[Start of RECORD LIST]

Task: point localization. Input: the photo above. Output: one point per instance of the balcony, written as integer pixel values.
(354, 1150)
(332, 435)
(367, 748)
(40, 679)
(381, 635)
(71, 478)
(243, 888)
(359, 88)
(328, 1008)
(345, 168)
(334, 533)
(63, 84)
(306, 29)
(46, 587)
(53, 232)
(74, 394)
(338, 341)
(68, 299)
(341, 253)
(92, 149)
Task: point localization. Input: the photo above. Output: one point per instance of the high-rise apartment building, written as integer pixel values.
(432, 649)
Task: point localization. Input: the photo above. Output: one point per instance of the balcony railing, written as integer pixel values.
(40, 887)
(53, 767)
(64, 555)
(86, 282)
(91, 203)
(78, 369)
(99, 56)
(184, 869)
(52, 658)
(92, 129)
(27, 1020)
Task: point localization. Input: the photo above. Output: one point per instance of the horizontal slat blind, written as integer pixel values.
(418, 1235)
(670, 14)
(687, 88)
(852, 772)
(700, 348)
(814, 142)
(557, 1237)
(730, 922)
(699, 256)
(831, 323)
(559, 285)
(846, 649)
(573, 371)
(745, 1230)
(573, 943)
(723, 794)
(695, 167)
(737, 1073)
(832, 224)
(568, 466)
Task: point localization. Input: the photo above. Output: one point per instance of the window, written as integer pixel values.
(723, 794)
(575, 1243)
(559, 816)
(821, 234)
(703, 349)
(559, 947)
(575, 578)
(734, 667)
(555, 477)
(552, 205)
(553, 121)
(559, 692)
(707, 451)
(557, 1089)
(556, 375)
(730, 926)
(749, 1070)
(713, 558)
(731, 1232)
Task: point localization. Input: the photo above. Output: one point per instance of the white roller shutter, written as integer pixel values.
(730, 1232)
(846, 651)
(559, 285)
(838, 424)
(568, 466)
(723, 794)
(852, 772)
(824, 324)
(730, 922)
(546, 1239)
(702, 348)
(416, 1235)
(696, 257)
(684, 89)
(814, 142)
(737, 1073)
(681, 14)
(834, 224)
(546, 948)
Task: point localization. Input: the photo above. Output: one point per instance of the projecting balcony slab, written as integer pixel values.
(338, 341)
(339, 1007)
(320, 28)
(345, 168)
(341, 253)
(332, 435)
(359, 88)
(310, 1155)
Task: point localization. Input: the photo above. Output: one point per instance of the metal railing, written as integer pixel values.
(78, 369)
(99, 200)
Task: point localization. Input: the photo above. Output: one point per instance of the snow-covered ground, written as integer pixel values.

[End of RECORD LIST]

WRITTEN INSTRUCTION. Copy all of the material above word for word, with every line in its original order.

OUTPUT FOR THIS EXERCISE.
Task: point localization. Input: the photo above. Output: one point per instance of the balcony, written as integer pixel values.
(354, 1150)
(332, 435)
(367, 748)
(40, 679)
(381, 635)
(71, 478)
(243, 888)
(359, 88)
(328, 1008)
(345, 168)
(334, 533)
(63, 84)
(306, 29)
(46, 587)
(53, 232)
(74, 394)
(338, 341)
(68, 299)
(341, 253)
(92, 149)
Task: point localization. Input: the photo above. Output: one point per instance of the high-rise apartment building, written as integer pixel values.
(432, 649)
Task: point localization. Input: the photo above. Output: one point per instance of the balcony railing, written as integer pixel values.
(40, 887)
(53, 767)
(64, 555)
(86, 282)
(91, 203)
(78, 369)
(99, 56)
(184, 869)
(52, 658)
(92, 129)
(27, 1020)
Task: point localization. Input: the photo above. Output: one point per instance of the horizontal slat blind, written as integer pixel values.
(418, 1235)
(670, 14)
(687, 88)
(852, 772)
(700, 348)
(814, 142)
(557, 1237)
(730, 922)
(699, 256)
(831, 323)
(559, 285)
(846, 649)
(573, 371)
(745, 1230)
(573, 943)
(723, 794)
(695, 167)
(737, 1073)
(832, 224)
(568, 466)
Task: point localization. Input: the photo above. Output: one point per instance of the window, written as integer pixel values.
(723, 794)
(575, 1243)
(559, 816)
(821, 234)
(703, 349)
(559, 947)
(575, 578)
(734, 667)
(555, 477)
(552, 205)
(553, 121)
(559, 692)
(707, 451)
(557, 1089)
(556, 375)
(730, 926)
(749, 1070)
(713, 558)
(731, 1232)
Task: point localization. Input: the photo above. Output: one point per instance of the white roller shutter, written as integer pixel values.
(730, 1232)
(846, 651)
(559, 285)
(838, 424)
(568, 466)
(723, 794)
(852, 772)
(824, 324)
(730, 922)
(546, 1239)
(702, 348)
(416, 1235)
(696, 257)
(684, 89)
(814, 142)
(737, 1073)
(681, 14)
(834, 224)
(546, 948)
Task: point localization. Input: the photo above. Output: one point per instance of the projecting balcony slab, written as integer pixel values.
(338, 341)
(339, 1007)
(320, 28)
(345, 168)
(341, 253)
(332, 435)
(359, 88)
(310, 1155)
Task: point localization. Input: the photo above. Output: one point per instance of the metal railing, written as integer pixel values.
(78, 369)
(99, 200)
Task: point localization. Input: the photo above. Output: one point per instance of the snow-covered ground, written as integer pixel values.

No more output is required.